(Beginning of Supplied data)

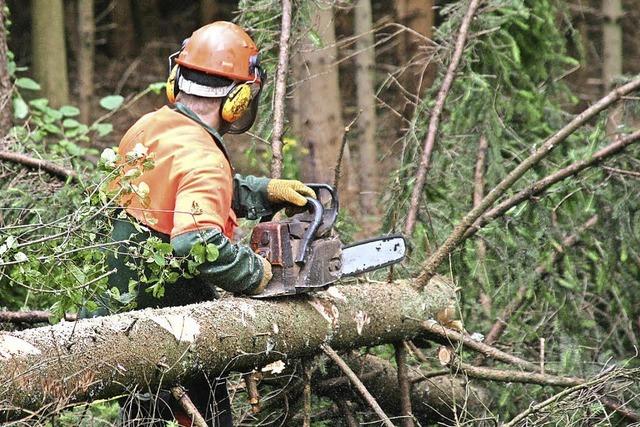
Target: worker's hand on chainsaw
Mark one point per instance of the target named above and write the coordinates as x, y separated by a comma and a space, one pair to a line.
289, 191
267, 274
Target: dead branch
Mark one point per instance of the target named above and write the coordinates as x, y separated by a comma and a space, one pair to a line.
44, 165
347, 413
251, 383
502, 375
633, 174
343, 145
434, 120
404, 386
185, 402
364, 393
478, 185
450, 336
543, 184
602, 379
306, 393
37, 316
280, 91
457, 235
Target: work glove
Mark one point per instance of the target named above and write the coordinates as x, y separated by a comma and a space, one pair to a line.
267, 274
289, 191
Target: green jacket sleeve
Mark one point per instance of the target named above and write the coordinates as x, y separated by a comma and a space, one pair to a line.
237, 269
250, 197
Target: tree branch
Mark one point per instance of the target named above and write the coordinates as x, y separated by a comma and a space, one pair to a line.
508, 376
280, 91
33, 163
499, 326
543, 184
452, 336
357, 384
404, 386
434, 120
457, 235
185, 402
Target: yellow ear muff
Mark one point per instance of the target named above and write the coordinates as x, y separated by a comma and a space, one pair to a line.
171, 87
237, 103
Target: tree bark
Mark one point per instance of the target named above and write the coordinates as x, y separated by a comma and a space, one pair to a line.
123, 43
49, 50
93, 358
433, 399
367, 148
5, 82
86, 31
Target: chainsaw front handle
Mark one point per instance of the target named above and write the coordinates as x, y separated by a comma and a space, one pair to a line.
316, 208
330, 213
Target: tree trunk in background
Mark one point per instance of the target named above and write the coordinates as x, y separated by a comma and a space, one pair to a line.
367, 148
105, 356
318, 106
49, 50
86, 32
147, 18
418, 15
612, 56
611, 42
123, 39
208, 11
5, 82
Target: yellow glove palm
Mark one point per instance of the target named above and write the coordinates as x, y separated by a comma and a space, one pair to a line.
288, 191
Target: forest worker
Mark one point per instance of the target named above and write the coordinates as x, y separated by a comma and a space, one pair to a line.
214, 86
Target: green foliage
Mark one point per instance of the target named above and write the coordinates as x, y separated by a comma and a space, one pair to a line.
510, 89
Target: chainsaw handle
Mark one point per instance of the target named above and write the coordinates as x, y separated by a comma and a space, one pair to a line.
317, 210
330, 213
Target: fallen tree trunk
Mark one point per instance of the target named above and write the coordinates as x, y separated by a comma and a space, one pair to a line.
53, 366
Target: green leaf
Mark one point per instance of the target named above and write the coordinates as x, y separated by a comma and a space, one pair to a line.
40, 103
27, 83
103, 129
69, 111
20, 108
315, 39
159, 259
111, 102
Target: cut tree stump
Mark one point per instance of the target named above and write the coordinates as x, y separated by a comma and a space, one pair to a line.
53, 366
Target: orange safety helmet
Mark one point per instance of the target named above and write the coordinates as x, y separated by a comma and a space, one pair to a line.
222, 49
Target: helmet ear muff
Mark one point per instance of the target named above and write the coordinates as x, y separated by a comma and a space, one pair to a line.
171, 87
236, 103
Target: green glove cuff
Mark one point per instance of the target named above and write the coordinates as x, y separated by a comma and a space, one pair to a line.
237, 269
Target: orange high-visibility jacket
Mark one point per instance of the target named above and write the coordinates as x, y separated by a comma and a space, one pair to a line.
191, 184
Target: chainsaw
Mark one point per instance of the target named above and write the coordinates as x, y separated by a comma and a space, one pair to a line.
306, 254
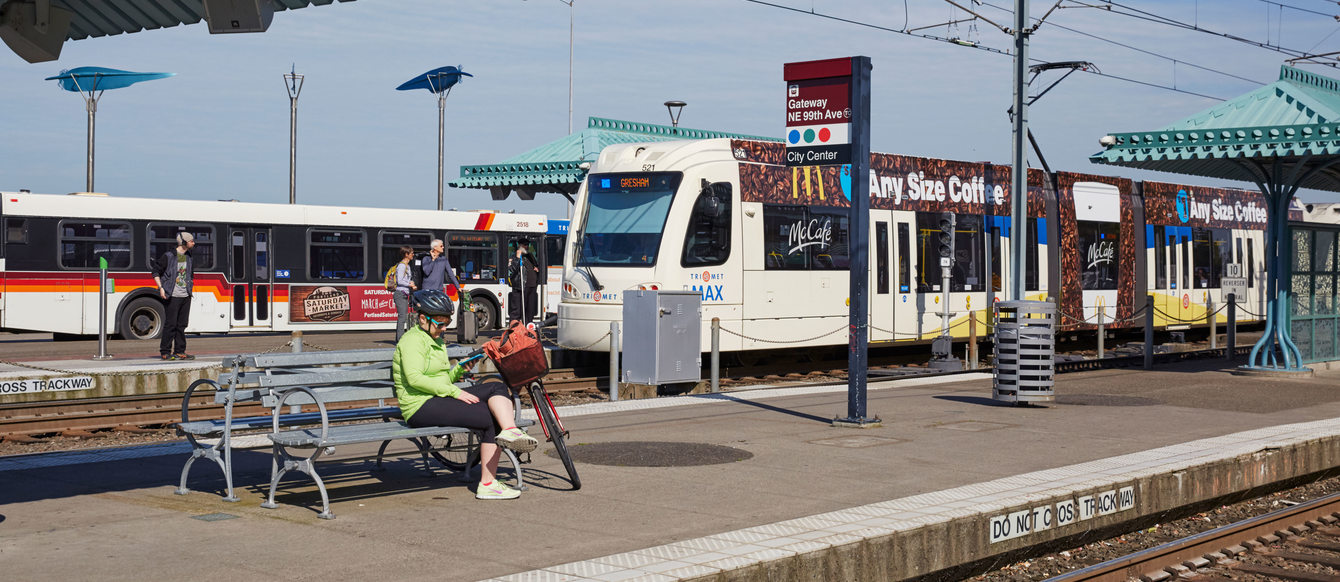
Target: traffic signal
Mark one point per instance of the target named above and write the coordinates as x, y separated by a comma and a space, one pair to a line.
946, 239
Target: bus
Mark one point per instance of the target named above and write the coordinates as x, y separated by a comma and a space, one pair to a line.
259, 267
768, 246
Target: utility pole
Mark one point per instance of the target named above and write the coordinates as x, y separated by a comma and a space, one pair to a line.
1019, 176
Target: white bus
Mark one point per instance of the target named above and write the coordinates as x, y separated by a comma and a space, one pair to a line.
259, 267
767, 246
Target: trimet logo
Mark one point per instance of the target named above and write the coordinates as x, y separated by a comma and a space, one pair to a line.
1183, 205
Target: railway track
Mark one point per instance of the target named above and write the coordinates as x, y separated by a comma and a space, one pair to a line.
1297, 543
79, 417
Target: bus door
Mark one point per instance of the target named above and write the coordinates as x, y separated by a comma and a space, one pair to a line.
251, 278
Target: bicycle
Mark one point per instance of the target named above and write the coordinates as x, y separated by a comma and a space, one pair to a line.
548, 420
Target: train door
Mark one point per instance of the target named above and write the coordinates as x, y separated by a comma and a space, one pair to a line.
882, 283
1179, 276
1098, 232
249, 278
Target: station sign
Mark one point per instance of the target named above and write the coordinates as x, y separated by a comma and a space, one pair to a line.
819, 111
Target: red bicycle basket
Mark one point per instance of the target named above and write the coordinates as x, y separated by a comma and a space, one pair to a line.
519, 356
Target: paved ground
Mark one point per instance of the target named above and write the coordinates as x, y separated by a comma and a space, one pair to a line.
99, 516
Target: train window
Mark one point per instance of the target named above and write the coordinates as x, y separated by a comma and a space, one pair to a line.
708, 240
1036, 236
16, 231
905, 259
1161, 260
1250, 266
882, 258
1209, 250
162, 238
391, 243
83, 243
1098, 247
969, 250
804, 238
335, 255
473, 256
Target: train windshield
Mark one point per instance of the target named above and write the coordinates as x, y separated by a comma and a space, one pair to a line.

(End of Supplied data)

§ What needs to be done
Retype the portion of the data above that starts on the line with "Target: chainsaw handle" and finishes on the line with "Target: fallen tree trunk", including both of those lines.

§ Solution to the exercise
Target: chainsaw handle
Mark one point per instance of the target named above and write the coordinates as x, y separated by a comma and a space, one pair to a line.
317, 210
330, 213
Target: fallen tree trunk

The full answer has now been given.